- _What you will do_:
Multiply every x and y coordinate in the answers below by 1.3, rounding to whole numbers with halves going up, and write out all lines of the entries again, requests included.

- _Entries_:

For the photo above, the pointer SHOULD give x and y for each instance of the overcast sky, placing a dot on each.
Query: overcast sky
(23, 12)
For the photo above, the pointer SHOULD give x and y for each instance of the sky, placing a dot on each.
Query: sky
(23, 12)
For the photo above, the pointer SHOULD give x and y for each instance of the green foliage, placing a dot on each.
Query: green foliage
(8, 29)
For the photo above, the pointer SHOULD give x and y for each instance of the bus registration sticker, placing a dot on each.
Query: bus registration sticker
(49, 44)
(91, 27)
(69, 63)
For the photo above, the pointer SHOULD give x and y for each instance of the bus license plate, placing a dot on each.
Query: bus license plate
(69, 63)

- _Task answer_:
For the photo above, the pointer SHOULD give x and y for each instance of the overcast sky, placing a dot on each.
Query: overcast sky
(30, 16)
For the photo above, the pointer SHOULD give x and y for each instance of the sky, placing a dot on each.
Query: sky
(30, 16)
For the photo above, the pointer SHOULD give x and y for each instance of the green foliage, placing a dot on each.
Query: green foliage
(10, 38)
For the photo above, the pointer SHOULD give x and y for each instance of the bus registration sticker, placing a dot on each.
Query: bus registration sticker
(64, 57)
(118, 35)
(90, 82)
For the photo above, the pointer SHOULD give x and y for each instance of the bus license plate, placing a dot on each.
Query: bus license plate
(90, 82)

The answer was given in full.